• TO DO:
Please rewrite the lines below, swapping every "one marker per instance" for "one point per instance", omitting the pictures and leaving everything else unchanged.

Excerpts of point annotation data:
--------------------

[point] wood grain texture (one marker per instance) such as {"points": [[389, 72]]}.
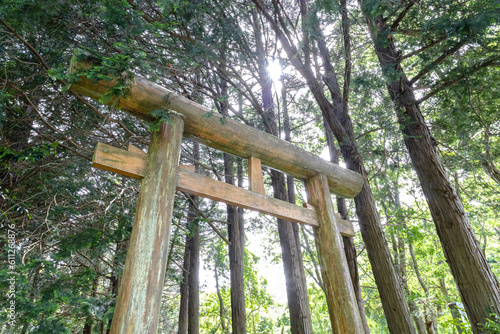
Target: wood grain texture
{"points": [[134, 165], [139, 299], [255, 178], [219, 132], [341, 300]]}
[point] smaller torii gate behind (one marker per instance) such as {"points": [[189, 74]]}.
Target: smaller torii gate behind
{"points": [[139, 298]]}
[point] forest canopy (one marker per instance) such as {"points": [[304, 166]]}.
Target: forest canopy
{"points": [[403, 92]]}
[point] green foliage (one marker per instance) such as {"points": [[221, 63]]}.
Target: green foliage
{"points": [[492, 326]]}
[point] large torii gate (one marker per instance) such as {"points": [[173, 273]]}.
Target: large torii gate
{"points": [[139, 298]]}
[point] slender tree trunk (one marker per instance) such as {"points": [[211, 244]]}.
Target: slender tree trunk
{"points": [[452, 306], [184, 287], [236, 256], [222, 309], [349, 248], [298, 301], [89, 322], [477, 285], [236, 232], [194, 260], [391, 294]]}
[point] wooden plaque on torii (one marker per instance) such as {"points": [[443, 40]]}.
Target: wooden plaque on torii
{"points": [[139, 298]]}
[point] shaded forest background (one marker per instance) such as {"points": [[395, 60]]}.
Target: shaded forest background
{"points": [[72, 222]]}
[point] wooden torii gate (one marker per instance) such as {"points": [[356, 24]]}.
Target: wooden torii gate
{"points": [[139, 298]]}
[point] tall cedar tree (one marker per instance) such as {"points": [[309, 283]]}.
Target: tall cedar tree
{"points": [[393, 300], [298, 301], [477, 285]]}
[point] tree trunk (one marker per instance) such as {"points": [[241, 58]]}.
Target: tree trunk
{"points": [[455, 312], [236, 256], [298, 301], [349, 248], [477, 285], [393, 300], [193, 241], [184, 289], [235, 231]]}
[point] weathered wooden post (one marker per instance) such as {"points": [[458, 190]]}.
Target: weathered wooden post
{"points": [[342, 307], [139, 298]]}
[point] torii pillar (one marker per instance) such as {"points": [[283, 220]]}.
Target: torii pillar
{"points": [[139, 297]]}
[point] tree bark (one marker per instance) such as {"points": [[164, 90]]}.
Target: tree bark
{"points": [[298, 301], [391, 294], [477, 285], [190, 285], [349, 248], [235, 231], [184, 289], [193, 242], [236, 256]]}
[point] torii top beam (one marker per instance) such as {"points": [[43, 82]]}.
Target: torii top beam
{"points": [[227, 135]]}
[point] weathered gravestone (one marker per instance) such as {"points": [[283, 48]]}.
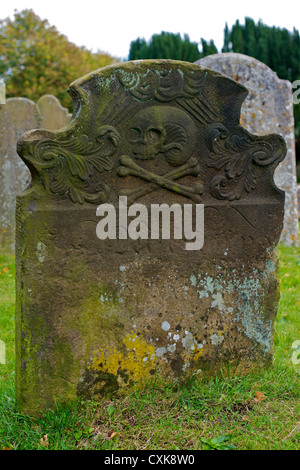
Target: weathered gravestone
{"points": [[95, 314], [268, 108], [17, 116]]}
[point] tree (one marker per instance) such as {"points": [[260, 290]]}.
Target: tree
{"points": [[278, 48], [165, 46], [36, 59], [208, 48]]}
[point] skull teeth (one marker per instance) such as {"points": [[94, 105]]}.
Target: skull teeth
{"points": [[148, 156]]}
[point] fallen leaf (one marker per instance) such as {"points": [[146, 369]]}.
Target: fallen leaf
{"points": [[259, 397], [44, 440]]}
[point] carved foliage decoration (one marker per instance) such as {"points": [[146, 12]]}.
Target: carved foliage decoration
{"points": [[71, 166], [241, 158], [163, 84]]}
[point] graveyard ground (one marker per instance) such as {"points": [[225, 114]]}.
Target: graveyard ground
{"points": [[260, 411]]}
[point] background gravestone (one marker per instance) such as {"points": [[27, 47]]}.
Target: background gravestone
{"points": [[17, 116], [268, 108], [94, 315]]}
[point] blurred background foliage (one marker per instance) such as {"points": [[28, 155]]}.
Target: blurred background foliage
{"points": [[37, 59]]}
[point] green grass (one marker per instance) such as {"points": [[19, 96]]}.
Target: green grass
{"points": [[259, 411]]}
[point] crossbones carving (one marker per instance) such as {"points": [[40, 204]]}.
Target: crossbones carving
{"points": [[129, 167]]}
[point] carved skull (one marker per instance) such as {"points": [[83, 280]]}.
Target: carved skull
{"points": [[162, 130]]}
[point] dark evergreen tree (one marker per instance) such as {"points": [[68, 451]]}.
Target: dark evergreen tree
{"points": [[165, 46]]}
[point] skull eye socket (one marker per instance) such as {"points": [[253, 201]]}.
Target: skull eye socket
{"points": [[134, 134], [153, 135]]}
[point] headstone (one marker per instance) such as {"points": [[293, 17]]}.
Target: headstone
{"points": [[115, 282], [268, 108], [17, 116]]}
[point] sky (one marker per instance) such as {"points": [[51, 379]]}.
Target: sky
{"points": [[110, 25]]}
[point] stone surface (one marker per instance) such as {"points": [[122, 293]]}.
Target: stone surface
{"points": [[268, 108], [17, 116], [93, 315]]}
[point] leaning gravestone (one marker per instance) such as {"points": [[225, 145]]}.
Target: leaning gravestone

--------------------

• SOLUTION:
[point] wood grain texture (one point per instance) such as {"points": [[389, 72]]}.
Target: wood grain texture
{"points": [[134, 165], [139, 299], [255, 178], [219, 132], [341, 300]]}
[point] smaller torii gate behind (one point per instance) such as {"points": [[189, 74]]}.
Target: smaller torii gate behind
{"points": [[139, 298]]}
[point] forest canopy (one point per instance) such as {"points": [[304, 166]]}.
Target: forest canopy
{"points": [[403, 92]]}
[point] green foliage (one point per instance) such as {"points": [[221, 63]]}.
Target: green foliage
{"points": [[492, 326]]}
[point] large torii gate (one point per instance) such as {"points": [[173, 273]]}.
Target: large torii gate
{"points": [[139, 298]]}
[point] slender tree trunk (one point per instance) such as {"points": [[211, 244]]}.
Target: slender tree trunk
{"points": [[452, 306], [184, 287], [236, 256], [222, 309], [349, 248], [298, 301], [89, 322], [477, 285], [236, 232], [194, 260], [391, 294]]}
[point] wooden plaque on torii (one point per instance) such as {"points": [[443, 40]]}.
Target: wooden plaque on torii
{"points": [[139, 298]]}
[point] shaded forest background (one point per instance) such as {"points": [[395, 60]]}.
Target: shaded forest background
{"points": [[72, 222]]}
[point] wooden torii gate (one point per instance) such as {"points": [[356, 24]]}.
Target: wooden torii gate
{"points": [[139, 298]]}
[point] tall cedar tree (one point per instance) such as {"points": [[309, 283]]}.
Target: tall cedar tree
{"points": [[393, 300], [298, 301], [477, 285]]}
[point] tree trunk (one point per instance) such as {"points": [[241, 58]]}.
Target: tree trunk
{"points": [[455, 312], [236, 256], [298, 301], [349, 248], [477, 285], [393, 300], [193, 241], [184, 289], [235, 231]]}
[point] weathered wooden post (one point per instance) such as {"points": [[458, 190]]}.
Target: weathered wooden post
{"points": [[342, 307], [139, 298]]}
[point] torii pillar (one point per instance) such as {"points": [[283, 220]]}.
Target: torii pillar
{"points": [[139, 297]]}
[point] tree bark (one point per instance) such as {"points": [[164, 90]]}.
Target: tree bark
{"points": [[298, 301], [391, 294], [477, 285], [190, 285], [349, 248], [235, 231], [184, 289], [193, 242], [236, 256]]}
[point] torii top beam (one point per instance) such as {"points": [[43, 82]]}.
Target: torii top beam
{"points": [[227, 135]]}
[point] weathered gravestone (one point per instance) such as {"points": [[283, 48]]}.
Target: weathered gravestone
{"points": [[95, 314], [268, 108], [17, 116]]}
[point] tree (one point per instance) such as {"points": [[260, 290]]}.
Target: tree
{"points": [[278, 48], [165, 46], [36, 59], [208, 48]]}
[point] skull teeth (one point per instance) such as {"points": [[94, 105]]}.
Target: skull teeth
{"points": [[148, 156]]}
[point] fallen leaf (one point per instance) such as {"points": [[146, 369]]}.
Target: fallen leaf
{"points": [[259, 397], [44, 440]]}
[point] carved foliage decoration (one point per instance) such as {"points": [[146, 12]]}.
Target: carved foliage decoration
{"points": [[71, 166], [241, 158], [163, 84]]}
[point] graveyard ground (one point per instance) such as {"points": [[225, 114]]}.
Target: graveyard ground
{"points": [[260, 411]]}
[point] background gravestone (one point per instance) such as {"points": [[27, 47]]}.
Target: background gravestone
{"points": [[17, 116], [268, 108], [94, 315]]}
[point] blurred background foliage (one point per instance) such as {"points": [[28, 155]]}.
Target: blurred background foliage
{"points": [[37, 59]]}
[point] green grass (one point per instance) such as {"points": [[19, 96]]}.
Target: green grass
{"points": [[259, 411]]}
[point] crossbones carving (one point per instance) such as {"points": [[40, 204]]}.
Target: crossbones carving
{"points": [[129, 167]]}
[point] carved skull (one point per instance) such as {"points": [[83, 280]]}.
Target: carved skull
{"points": [[162, 130]]}
[point] dark evergreen tree (one point per instance) such as {"points": [[68, 451]]}.
Target: dark evergreen tree
{"points": [[165, 46]]}
[point] skull eye socket (one point per instance) such as {"points": [[253, 201]]}.
Target: skull eye socket
{"points": [[134, 134], [153, 135]]}
[point] headstone (one point per instance) such as {"points": [[293, 17]]}.
Target: headstone
{"points": [[115, 282], [268, 108], [17, 116]]}
[point] sky (one point per instance) such as {"points": [[51, 379]]}.
Target: sky
{"points": [[110, 25]]}
[point] stone surface (one point per instance) such as {"points": [[122, 293]]}.
Target: stone surface
{"points": [[268, 108], [17, 116], [93, 315]]}
[point] leaning gravestone (one point per instance) such as {"points": [[225, 145]]}.
Target: leaning gravestone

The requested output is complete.